### YOUR TASK
Report only the number of lines in the rows below that contain the string "seated".

### DATASET CONTENT

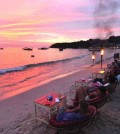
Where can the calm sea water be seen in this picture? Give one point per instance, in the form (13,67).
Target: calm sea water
(20,72)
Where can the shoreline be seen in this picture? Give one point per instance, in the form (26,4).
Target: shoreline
(19,106)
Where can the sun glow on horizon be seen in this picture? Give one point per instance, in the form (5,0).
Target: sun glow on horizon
(63,21)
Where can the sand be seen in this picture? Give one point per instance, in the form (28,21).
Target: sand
(17,114)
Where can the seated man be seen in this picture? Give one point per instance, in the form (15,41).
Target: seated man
(80,94)
(72,115)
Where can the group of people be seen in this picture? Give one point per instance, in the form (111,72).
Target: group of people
(83,94)
(80,108)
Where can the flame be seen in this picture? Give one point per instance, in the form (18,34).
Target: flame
(93,57)
(102,52)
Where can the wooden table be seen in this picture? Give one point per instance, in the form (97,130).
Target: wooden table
(81,82)
(51,106)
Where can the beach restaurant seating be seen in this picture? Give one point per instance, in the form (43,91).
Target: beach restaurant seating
(99,100)
(79,124)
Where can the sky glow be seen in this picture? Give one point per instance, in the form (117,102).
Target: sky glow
(47,21)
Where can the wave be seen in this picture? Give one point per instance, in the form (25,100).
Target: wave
(21,68)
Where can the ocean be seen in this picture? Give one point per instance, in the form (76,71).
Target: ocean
(19,72)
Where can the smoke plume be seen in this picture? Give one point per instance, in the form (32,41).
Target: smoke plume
(105,17)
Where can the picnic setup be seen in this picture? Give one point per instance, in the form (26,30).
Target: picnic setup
(85,98)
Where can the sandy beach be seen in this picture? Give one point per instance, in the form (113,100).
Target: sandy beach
(17,114)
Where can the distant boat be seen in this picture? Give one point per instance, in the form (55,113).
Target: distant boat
(94,49)
(27,48)
(43,48)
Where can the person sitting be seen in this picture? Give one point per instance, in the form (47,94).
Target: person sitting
(80,94)
(72,115)
(98,92)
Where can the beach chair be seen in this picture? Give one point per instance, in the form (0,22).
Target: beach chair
(74,125)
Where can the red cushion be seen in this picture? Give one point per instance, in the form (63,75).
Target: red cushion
(82,123)
(99,100)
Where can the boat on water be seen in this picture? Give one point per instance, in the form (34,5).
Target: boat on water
(27,48)
(94,49)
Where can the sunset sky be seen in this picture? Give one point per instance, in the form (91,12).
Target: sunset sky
(48,21)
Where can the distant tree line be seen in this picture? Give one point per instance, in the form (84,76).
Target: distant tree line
(112,41)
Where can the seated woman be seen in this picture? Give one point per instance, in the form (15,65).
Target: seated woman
(98,92)
(72,115)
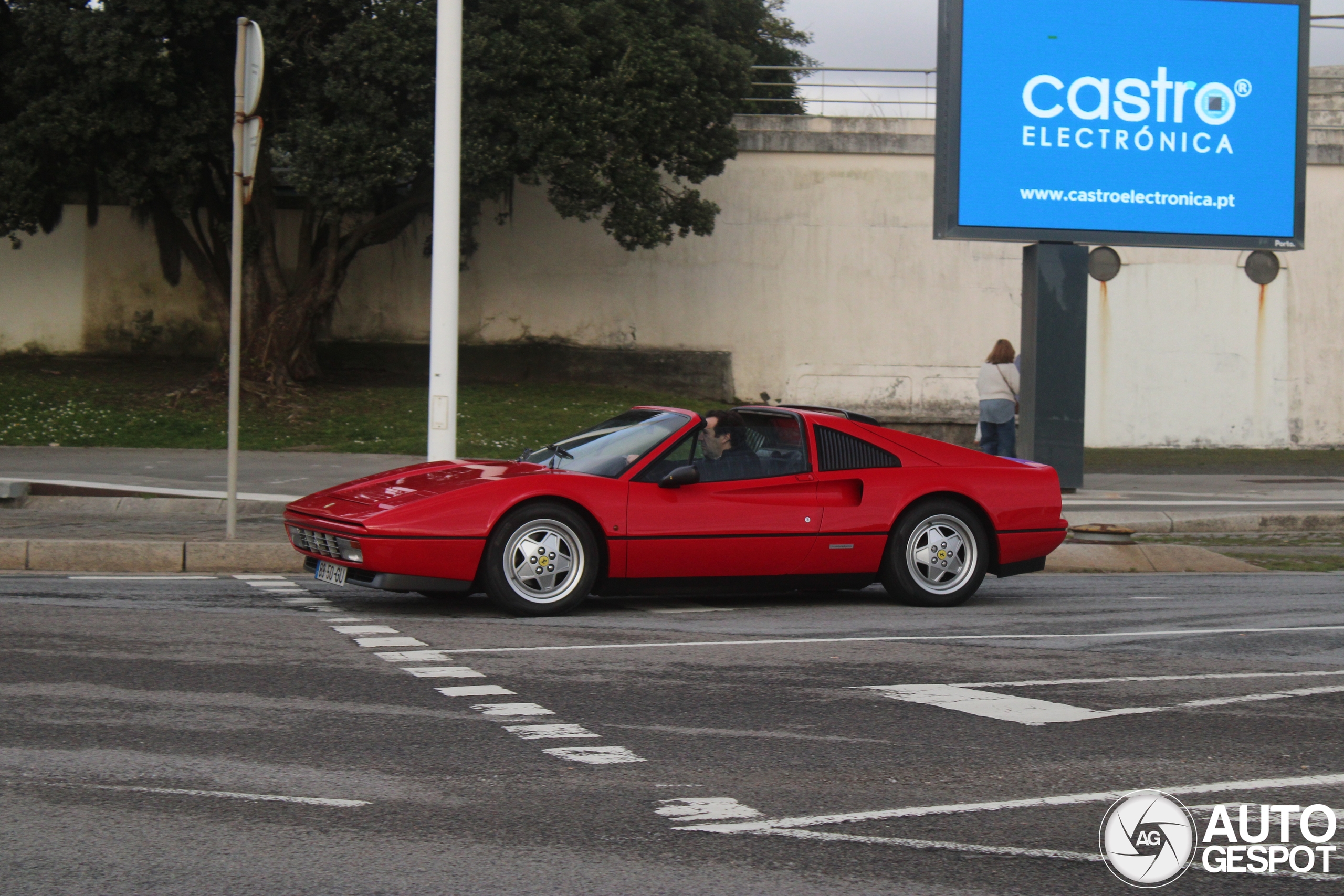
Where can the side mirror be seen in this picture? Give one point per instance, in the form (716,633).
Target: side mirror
(679,477)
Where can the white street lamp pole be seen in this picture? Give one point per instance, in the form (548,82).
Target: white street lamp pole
(236,284)
(444,270)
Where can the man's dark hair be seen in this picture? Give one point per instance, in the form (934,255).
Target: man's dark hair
(731,424)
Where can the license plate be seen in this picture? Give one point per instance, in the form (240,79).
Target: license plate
(330,573)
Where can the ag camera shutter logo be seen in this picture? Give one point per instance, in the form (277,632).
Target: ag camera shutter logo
(1147,839)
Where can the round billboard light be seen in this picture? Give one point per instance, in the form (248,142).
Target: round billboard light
(1263,268)
(1104,263)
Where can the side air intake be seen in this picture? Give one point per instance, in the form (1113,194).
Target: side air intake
(839,450)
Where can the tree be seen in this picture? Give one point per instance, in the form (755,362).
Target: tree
(615,105)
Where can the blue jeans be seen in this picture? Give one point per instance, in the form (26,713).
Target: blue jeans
(999,438)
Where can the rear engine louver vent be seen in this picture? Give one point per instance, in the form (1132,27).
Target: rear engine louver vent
(315,542)
(843,452)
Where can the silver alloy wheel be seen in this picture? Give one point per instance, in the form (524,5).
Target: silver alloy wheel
(543,561)
(941,554)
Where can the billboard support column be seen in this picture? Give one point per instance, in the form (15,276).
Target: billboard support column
(444,250)
(1054,358)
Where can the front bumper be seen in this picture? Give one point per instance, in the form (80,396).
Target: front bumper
(394,581)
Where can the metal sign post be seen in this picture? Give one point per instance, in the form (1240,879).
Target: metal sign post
(248,76)
(444,270)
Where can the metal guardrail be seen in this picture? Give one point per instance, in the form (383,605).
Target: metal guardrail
(885,93)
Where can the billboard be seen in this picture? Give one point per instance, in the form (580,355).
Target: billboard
(1140,123)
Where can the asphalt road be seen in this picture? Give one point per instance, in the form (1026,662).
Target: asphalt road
(143,719)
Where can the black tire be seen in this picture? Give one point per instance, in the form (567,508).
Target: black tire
(524,579)
(916,574)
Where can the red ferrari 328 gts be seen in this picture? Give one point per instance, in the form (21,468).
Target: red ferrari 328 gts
(648,503)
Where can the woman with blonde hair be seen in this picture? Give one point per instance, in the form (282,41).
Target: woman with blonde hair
(999,386)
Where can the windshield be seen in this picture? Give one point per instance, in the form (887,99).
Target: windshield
(611,448)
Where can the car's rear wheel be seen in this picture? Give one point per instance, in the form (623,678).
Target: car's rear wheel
(937,556)
(541,561)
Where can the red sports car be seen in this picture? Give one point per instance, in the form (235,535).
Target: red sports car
(663,501)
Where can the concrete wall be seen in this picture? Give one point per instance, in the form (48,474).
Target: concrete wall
(42,289)
(824,284)
(80,288)
(820,279)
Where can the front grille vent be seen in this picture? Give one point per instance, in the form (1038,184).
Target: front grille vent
(839,450)
(316,542)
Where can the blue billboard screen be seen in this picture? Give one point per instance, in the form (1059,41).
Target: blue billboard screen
(1131,117)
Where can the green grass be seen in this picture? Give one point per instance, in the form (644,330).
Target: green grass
(174,404)
(1280,551)
(1226,461)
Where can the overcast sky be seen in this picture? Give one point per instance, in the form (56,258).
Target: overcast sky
(904,34)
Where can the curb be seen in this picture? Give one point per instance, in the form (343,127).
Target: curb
(1143,558)
(279,556)
(150,556)
(1167,522)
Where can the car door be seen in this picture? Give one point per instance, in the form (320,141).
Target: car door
(858,483)
(759,525)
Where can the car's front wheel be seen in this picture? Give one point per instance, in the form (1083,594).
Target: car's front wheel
(937,556)
(541,561)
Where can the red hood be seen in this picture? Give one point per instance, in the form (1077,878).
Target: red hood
(387,491)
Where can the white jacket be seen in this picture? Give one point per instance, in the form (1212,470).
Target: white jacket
(998,381)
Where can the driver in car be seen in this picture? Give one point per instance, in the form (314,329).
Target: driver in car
(726,452)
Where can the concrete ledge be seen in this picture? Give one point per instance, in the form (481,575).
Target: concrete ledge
(105,556)
(14,554)
(90,555)
(243,556)
(1141,558)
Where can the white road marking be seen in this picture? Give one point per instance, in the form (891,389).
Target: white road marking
(512,710)
(673,606)
(1065,800)
(412,656)
(939,844)
(444,672)
(990,704)
(1088,681)
(706,809)
(311,801)
(594,755)
(905,637)
(1040,712)
(140,578)
(476,691)
(537,733)
(390,642)
(1018,852)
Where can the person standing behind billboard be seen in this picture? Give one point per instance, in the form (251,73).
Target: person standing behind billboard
(998,387)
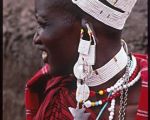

### SOLUTION TO THIS PROBLEM
4